Rows from a dataset
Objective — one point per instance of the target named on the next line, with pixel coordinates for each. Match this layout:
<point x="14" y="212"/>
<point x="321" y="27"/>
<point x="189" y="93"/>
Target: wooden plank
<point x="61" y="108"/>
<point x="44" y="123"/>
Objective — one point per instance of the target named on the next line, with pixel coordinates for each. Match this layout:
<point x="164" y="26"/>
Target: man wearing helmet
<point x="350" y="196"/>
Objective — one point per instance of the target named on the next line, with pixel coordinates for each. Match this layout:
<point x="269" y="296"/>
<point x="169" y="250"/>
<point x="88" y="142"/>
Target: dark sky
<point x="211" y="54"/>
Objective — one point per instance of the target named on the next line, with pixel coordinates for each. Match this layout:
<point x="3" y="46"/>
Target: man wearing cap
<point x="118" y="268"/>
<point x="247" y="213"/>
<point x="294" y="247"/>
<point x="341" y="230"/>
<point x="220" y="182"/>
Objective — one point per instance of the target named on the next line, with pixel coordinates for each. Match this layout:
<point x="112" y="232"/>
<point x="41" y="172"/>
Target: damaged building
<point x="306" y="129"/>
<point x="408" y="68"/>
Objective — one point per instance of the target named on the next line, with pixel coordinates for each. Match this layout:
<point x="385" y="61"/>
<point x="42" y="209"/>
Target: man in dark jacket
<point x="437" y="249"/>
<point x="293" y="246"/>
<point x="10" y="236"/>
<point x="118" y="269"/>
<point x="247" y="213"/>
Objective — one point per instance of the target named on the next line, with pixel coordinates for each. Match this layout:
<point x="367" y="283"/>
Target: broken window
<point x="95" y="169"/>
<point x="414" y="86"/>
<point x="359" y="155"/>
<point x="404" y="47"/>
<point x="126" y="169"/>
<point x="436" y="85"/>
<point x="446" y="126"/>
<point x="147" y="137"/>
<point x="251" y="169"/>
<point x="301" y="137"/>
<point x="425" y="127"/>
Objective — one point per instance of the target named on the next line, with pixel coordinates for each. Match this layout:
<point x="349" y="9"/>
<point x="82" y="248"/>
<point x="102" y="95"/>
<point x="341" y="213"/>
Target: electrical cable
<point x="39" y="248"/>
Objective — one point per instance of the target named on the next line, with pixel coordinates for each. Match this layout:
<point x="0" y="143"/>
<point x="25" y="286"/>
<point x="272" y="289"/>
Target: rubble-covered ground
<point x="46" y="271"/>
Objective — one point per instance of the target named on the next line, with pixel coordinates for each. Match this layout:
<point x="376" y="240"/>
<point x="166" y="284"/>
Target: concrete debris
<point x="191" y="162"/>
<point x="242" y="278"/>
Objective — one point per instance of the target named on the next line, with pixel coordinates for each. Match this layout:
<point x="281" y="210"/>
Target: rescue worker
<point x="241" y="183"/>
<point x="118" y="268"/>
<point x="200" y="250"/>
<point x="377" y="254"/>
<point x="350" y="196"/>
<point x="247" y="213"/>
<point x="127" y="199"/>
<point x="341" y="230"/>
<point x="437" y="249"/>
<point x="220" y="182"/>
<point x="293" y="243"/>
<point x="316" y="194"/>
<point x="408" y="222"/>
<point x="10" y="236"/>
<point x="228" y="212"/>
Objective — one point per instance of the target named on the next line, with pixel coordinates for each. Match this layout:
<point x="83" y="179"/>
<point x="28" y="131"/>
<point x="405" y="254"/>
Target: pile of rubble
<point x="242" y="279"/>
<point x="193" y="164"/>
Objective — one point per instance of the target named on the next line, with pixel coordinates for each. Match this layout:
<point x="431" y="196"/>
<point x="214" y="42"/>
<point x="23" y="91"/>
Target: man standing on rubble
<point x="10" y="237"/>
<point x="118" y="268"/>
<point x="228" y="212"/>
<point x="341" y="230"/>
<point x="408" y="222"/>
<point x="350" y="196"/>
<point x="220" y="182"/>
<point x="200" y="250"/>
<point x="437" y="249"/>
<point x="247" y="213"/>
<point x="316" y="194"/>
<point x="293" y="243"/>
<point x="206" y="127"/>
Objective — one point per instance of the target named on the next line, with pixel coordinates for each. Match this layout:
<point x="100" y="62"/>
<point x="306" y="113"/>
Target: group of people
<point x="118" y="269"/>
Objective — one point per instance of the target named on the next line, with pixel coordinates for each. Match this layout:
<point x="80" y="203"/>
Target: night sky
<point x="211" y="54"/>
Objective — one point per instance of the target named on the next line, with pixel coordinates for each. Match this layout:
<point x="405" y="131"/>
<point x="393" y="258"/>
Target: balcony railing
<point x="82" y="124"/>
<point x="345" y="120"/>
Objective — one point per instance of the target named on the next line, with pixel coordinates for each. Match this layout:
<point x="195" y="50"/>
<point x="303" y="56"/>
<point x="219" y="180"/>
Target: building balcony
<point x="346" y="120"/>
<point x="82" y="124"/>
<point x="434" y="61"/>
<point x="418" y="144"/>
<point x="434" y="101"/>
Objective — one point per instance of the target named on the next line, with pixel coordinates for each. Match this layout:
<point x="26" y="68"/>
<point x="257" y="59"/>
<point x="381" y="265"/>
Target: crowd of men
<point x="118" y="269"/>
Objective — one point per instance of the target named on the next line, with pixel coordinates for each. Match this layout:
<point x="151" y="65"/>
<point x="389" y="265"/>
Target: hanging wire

• **WHAT THE TASK ASKS**
Gather every line of the items above that contains the word "wearing". Case counts.

• **EXERCISE OUTPUT**
Target: man wearing helmet
Target: man wearing cap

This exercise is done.